• **Work task**
Your answer must repeat all of the entries word for word, without any images.

[Source records — start]

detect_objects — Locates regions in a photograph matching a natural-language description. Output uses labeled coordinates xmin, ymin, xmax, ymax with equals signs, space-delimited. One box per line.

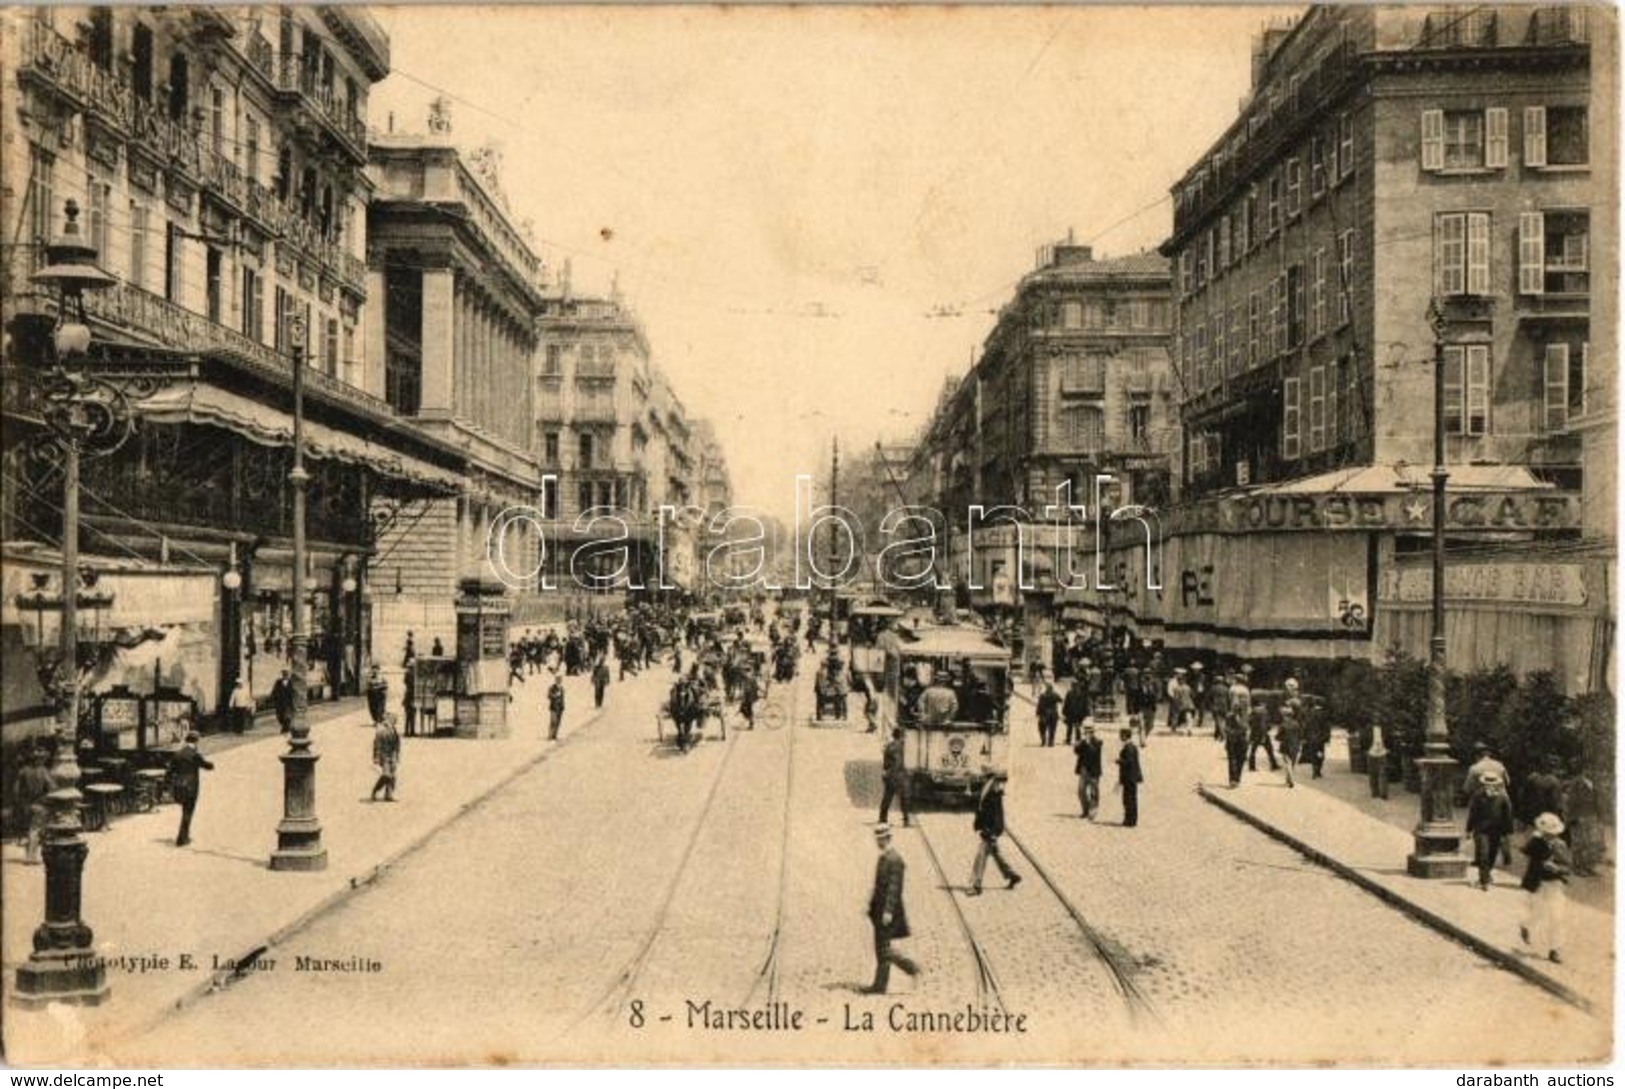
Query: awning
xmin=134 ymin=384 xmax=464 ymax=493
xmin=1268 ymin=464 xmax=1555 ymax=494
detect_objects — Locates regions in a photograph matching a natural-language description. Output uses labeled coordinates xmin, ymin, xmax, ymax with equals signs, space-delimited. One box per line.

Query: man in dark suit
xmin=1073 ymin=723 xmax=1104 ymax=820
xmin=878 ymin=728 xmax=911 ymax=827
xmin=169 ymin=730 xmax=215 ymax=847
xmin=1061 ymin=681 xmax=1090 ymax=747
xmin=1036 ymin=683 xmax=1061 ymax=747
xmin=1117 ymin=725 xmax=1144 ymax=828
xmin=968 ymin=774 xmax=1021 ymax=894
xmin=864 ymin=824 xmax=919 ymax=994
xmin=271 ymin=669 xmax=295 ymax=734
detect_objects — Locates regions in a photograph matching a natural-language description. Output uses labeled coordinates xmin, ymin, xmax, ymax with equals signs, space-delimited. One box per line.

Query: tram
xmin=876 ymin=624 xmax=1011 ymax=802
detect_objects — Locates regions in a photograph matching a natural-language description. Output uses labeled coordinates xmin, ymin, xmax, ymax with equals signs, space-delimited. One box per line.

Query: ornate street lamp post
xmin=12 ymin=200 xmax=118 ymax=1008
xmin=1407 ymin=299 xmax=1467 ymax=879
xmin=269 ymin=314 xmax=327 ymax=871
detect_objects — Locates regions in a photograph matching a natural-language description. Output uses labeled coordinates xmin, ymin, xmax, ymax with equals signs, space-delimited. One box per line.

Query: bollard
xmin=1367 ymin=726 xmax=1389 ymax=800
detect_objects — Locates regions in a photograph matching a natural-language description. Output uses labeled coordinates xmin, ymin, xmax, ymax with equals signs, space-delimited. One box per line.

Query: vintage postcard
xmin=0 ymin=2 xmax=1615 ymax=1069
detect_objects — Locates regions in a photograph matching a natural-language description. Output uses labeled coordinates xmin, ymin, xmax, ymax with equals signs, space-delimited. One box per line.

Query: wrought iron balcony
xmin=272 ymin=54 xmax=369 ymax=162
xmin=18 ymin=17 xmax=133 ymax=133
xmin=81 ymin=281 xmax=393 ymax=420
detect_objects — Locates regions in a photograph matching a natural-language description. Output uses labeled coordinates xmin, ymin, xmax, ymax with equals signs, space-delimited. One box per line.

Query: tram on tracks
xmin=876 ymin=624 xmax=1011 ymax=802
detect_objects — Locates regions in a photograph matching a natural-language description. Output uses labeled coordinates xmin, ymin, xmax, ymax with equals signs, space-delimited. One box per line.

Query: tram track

[Source records — finish]

• **Answer for the task**
detect_objects — Locates regions in a photograph matching a natural-language description. Output uses labeled coordinates xmin, ymin, xmax, ymax with equals signs, space-delimited. One box per line.

Query: awning
xmin=134 ymin=384 xmax=464 ymax=493
xmin=1268 ymin=464 xmax=1555 ymax=494
detect_objects — Locates regions in a photograph matching a natural-language description. Output uses labeled coordinates xmin, ymin, xmax, ymax with equals signs, space-delimited. One box per line.

Query: man in dark suit
xmin=1073 ymin=723 xmax=1104 ymax=820
xmin=878 ymin=728 xmax=911 ymax=827
xmin=169 ymin=730 xmax=215 ymax=847
xmin=1061 ymin=681 xmax=1090 ymax=747
xmin=1036 ymin=683 xmax=1061 ymax=747
xmin=1117 ymin=725 xmax=1144 ymax=828
xmin=968 ymin=774 xmax=1021 ymax=894
xmin=864 ymin=824 xmax=919 ymax=994
xmin=271 ymin=669 xmax=295 ymax=734
detect_objects — Locates regions in a photograph matching a natural-language description. Output uses labeled coordinates xmin, ymin, xmax, ymax with equals signs, space-delimited. One box per line.

Query: tram
xmin=876 ymin=624 xmax=1011 ymax=802
detect_objects — Locates regions in a photograph matching a natural-language description. Output uses labeled coordinates xmin, ymin, xmax, ymax with equals signs, space-delimited. One box per line.

Query: ornate street lamp post
xmin=12 ymin=200 xmax=118 ymax=1008
xmin=1407 ymin=299 xmax=1467 ymax=879
xmin=269 ymin=314 xmax=327 ymax=871
detect_objects — Locates regions in a photograph matching a natural-language description. Output uses labeled coordinates xmin, ymin, xmax, ymax with equals signs, space-delimited. One box per line.

Query: bollard
xmin=1367 ymin=726 xmax=1389 ymax=800
detect_objects — Locates regions in a photograph matching a natural-language description. Output uses labeled coordinates xmin, ymin, xmax, ymax with equals signs, space-delimited. One box per line.

Query: vintage postcard
xmin=0 ymin=2 xmax=1615 ymax=1069
detect_objects — Locates regions in a photograph matching a natural-language description. Output uses labeled coordinates xmin, ymin, xmax, ymax with equals signs, space-delimited. One box per line.

Query: wrought iron balcony
xmin=272 ymin=54 xmax=369 ymax=162
xmin=18 ymin=17 xmax=133 ymax=133
xmin=81 ymin=281 xmax=393 ymax=420
detect_objects — Locates regions in a photograph matching a natural-language description. Output uses labeled coordinates xmin, ymin, xmax, ymax with equals signs, space-delimited. One box per line.

Query: tram on tracks
xmin=876 ymin=624 xmax=1011 ymax=802
detect_objects — Locates regions in a photograph matching a natural-language description. Output uses labeled coordinates xmin, ymin, xmax, ymax with equals signs, space-delimited. One box per line.

Query: tram track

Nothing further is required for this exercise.